**Document extract**
::::

How is COVID-19 Changing Industries?


Since COVID-19 emerged in late 2019, it has thrown the world into disarray. While its impact on the physical health of the global population has, of course, been the primary concern, its widespread effects must not be overlooked.

Of particular importance is the impact coronavirus has had, and is continuing to have, on businesses, industries and economies. As governments have been forced to introduce lockdowns in a bid to contain the virus, there have been unprecedented interruptions for commercial entities.

While there’s no doubt that COVID-19 has presented challenging obstacles for businesses, it has also instigated change. To get a glimpse of the effects that the coronavirus is having on businesses and whether the changes are likely to be permanent, take a look at these five ways in which COVID-19 is changing industries:

1. Reliance on Data

The importance of data has always been widely known, but it has become a particularly hot topic in recent years. As technology evolved and businesses were able to utilize Big Data, the potential for greater insights and more knowledge became a reality.

In today’s economic climate, data is becoming more important than ever. Healthcare professionals have been guided by data throughout the pandemic and continue to respond to trends and spikes as they improve patient outcomes and provide public health advice. If you want to know more about how global statistics are helping to save lives, click here.

While governments and healthcare organizations are using data to overcome the pandemic, so too are businesses and enterprises. By collating information in real-time, they are able to identify the needs and wants of their target audience during this unusual time. As a result, companies can base their recovery on verifiable information, increase their chances of maintaining their operations despite interrupted cash flow and even increase profitability.

2. Remote Working

Many businesses had introduced flexible or remote working prior to the pandemic but, by and large, employers still required their staff to work on site. When governments encouraged people to work from home, however, businesses were quick to respond by rolling out plans to facilitate remote working.

Over the past few months, we’ve seen just how successful remote working can be, both for employers and employees. While businesses can reduce their operating costs and maintain or increase productivity, employees can enjoy a better work-life balance when they work from home. There may even be notable environmental benefits associated with a reduction in commuters.

Some organizations have already confirmed that they’ll be implementing remote working policies on a permanent basis, so it’s likely that COVID-19 will have a long-term impact on the way we work.

3. Supply Chains

Nowadays, fast transportation and climate control enables us to employ lengthy supply chains in a bid to access lower costs and a wider range of goods. When coronavirus emerged, however, it was clear that lengthy supply chains were likely to be disrupted or halted altogether.

As the demand for supply chain diversification increased, businesses were inventive when it came to maximizing product and material availability and limiting delays. Going forward, businesses are likely to be more aware and increasingly wary of the issues that can arise when supply chains are disrupted on a global scale. As a result, we’re already beginning to see the use of more varied chains and shorter chains. Companies are using a wider range of vendors to minimize risk, for example, connecting with regional or national suppliers and holding larger inventories, and these are trends we can expect to continue, at least in the short to mid-term.

::::

**Data**
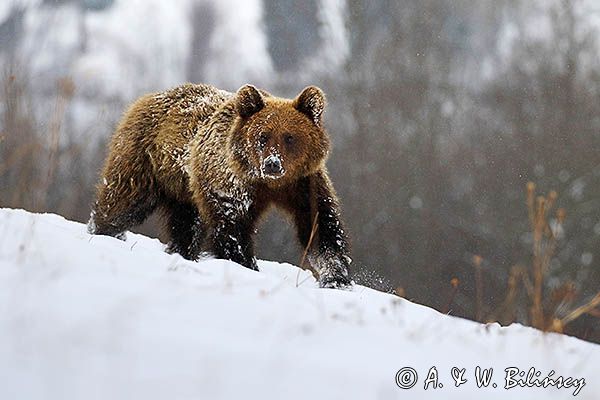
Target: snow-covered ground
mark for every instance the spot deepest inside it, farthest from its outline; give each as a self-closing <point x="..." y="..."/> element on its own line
<point x="95" y="317"/>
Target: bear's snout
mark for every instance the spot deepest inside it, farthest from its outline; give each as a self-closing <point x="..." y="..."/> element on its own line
<point x="272" y="166"/>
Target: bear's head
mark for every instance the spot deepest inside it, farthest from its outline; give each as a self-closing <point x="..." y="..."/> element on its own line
<point x="278" y="140"/>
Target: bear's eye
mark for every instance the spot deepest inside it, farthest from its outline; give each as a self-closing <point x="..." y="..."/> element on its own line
<point x="263" y="139"/>
<point x="289" y="139"/>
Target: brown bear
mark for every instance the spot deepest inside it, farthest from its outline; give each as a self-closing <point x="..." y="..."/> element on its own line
<point x="214" y="162"/>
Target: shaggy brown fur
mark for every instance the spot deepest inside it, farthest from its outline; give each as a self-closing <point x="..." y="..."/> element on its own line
<point x="215" y="161"/>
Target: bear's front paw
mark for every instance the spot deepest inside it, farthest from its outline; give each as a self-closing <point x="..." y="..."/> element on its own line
<point x="333" y="272"/>
<point x="334" y="281"/>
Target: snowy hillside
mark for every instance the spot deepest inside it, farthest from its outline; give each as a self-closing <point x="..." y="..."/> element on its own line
<point x="94" y="317"/>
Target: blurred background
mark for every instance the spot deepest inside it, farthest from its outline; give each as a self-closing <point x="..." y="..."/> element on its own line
<point x="466" y="133"/>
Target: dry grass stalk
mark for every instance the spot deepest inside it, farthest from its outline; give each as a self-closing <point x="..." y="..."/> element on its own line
<point x="310" y="240"/>
<point x="477" y="260"/>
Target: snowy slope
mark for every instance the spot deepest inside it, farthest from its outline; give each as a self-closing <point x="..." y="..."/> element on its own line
<point x="97" y="318"/>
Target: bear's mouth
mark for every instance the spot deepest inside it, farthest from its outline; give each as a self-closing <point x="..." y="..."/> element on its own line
<point x="271" y="167"/>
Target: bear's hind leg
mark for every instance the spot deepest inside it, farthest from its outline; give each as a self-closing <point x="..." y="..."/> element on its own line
<point x="120" y="207"/>
<point x="186" y="230"/>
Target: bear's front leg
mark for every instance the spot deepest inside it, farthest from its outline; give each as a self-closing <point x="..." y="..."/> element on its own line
<point x="329" y="252"/>
<point x="232" y="229"/>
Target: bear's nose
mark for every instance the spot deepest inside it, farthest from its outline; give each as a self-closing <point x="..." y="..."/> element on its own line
<point x="272" y="165"/>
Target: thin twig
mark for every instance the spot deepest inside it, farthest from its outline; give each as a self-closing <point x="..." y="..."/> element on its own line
<point x="305" y="253"/>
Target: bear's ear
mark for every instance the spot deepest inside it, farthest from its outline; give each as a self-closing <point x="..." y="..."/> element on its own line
<point x="249" y="101"/>
<point x="312" y="103"/>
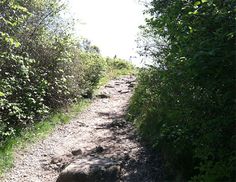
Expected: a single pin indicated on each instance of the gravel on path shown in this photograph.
(102, 129)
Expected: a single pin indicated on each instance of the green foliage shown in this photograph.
(42, 68)
(185, 104)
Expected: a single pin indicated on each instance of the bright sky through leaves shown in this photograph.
(112, 25)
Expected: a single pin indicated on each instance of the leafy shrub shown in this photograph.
(185, 104)
(42, 69)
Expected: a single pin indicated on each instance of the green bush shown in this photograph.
(185, 104)
(42, 68)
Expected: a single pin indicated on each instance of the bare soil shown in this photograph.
(101, 130)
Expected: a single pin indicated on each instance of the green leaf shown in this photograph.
(197, 3)
(2, 94)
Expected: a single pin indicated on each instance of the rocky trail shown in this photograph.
(96, 146)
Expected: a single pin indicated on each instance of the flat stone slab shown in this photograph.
(91, 169)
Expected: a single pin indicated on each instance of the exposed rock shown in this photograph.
(103, 95)
(76, 152)
(124, 91)
(99, 149)
(91, 169)
(109, 86)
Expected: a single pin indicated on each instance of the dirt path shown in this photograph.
(100, 129)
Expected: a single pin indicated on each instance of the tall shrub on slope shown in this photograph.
(186, 105)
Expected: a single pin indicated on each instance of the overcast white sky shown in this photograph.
(112, 25)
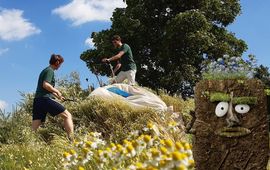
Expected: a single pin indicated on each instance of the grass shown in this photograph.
(20, 148)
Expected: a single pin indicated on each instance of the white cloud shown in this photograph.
(83, 11)
(89, 42)
(3, 50)
(3, 105)
(14, 26)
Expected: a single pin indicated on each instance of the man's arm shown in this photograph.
(115, 57)
(53, 90)
(117, 67)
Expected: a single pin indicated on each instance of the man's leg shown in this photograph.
(131, 77)
(120, 77)
(68, 123)
(36, 124)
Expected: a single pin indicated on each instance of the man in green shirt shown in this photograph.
(124, 54)
(43, 102)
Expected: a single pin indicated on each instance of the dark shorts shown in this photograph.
(44, 105)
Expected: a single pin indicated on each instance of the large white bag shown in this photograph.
(139, 97)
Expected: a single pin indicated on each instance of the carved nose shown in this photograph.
(233, 121)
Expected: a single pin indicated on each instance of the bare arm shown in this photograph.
(53, 90)
(117, 67)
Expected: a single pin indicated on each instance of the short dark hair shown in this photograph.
(55, 58)
(116, 37)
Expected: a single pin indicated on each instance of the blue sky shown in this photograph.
(30, 31)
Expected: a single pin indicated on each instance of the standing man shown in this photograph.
(43, 102)
(128, 66)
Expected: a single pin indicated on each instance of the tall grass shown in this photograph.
(21, 148)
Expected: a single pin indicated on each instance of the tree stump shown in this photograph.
(238, 139)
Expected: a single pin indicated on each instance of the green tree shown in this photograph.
(170, 39)
(262, 73)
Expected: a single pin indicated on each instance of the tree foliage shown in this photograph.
(169, 39)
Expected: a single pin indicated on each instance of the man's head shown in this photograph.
(56, 60)
(116, 40)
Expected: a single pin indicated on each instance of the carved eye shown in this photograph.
(222, 109)
(242, 108)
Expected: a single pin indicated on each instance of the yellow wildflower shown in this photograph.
(168, 143)
(155, 152)
(163, 150)
(80, 168)
(179, 146)
(147, 138)
(181, 167)
(178, 156)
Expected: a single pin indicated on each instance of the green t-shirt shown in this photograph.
(127, 62)
(46, 75)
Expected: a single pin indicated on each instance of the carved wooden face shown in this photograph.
(231, 125)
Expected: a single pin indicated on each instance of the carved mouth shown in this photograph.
(233, 132)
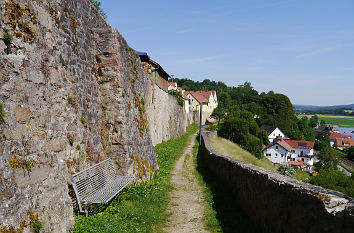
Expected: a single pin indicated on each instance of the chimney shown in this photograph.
(278, 138)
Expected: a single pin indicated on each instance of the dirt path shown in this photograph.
(186, 200)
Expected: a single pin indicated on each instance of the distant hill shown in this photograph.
(312, 107)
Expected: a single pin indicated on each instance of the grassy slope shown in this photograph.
(341, 121)
(228, 148)
(223, 213)
(142, 207)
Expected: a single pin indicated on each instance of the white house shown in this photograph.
(299, 154)
(273, 132)
(278, 152)
(172, 86)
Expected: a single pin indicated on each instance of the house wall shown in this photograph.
(279, 203)
(211, 105)
(274, 134)
(194, 104)
(159, 81)
(276, 154)
(186, 105)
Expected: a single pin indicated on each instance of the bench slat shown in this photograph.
(98, 183)
(110, 190)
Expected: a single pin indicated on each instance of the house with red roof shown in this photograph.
(342, 143)
(299, 154)
(207, 99)
(333, 138)
(172, 86)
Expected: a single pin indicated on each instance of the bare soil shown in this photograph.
(187, 201)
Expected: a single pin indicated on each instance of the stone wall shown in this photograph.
(278, 203)
(166, 119)
(73, 94)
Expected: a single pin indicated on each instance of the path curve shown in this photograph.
(186, 200)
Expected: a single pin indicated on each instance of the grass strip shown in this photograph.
(141, 207)
(223, 212)
(228, 148)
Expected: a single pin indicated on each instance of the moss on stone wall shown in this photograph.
(21, 18)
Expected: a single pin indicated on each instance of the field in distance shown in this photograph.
(341, 121)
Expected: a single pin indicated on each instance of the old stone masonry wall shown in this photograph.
(73, 94)
(279, 203)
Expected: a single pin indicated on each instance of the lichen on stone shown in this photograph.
(20, 18)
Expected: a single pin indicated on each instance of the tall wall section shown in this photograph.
(278, 203)
(73, 94)
(166, 119)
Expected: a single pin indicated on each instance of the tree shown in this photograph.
(218, 113)
(328, 158)
(313, 121)
(97, 5)
(350, 152)
(263, 135)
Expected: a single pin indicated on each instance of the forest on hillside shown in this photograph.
(242, 110)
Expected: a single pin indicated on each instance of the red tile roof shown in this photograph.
(281, 143)
(299, 163)
(300, 144)
(199, 97)
(345, 142)
(172, 84)
(333, 136)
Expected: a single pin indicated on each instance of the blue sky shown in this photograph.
(301, 48)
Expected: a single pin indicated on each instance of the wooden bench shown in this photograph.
(98, 184)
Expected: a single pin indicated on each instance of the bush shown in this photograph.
(97, 4)
(141, 207)
(334, 179)
(7, 38)
(178, 96)
(2, 112)
(286, 170)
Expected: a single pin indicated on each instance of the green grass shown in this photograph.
(228, 148)
(223, 213)
(301, 175)
(341, 121)
(142, 207)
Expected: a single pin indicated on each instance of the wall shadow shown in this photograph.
(229, 213)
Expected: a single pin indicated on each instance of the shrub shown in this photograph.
(97, 4)
(286, 170)
(7, 38)
(334, 179)
(2, 112)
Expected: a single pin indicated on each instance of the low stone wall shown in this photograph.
(165, 118)
(278, 203)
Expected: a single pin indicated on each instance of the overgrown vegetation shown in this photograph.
(7, 37)
(97, 4)
(2, 113)
(178, 96)
(17, 15)
(334, 179)
(242, 110)
(232, 150)
(141, 207)
(286, 170)
(223, 213)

::::

**Goal of the exercise**
Continue the article on how COVID-19 is changing industries, picking up after its last sentence.

**Your response**
4. Virtual Products and Services

Unsurprisingly, there has been an increased demand for virtual products and services while people have been forced to spend more time at home. Streaming services were already enjoying global success, but the pandemic has seen an increase in their popularity, for example.

However, it isn’t just existing virtual product and service providers which have benefited from the change in how we live and shop. In order to survive, many commercial organizations have adapted their operations to facilitate a ‘new normal’.

Gyms and fitness clubs are delivering live virtual training sessions, as well as on-demand online resources, for example. Restaurants are hosting live virtual cooking classes, as well as making their recipes and ingredients available for home use. Healthcare providers are even offering telehealth consultations in a bid to minimize the need for in-person visits.

While the transition towards online services and product delivery was already underway prior to COVID-19, it’s clear that the pandemic has moved us towards an increasing virtual world at a rapid pace. With many consumers happy with the range of accessibility of products and services, and businesses able to generate alternative revenue streams with fewer outgoings, this is one change that’s certainly set to stay.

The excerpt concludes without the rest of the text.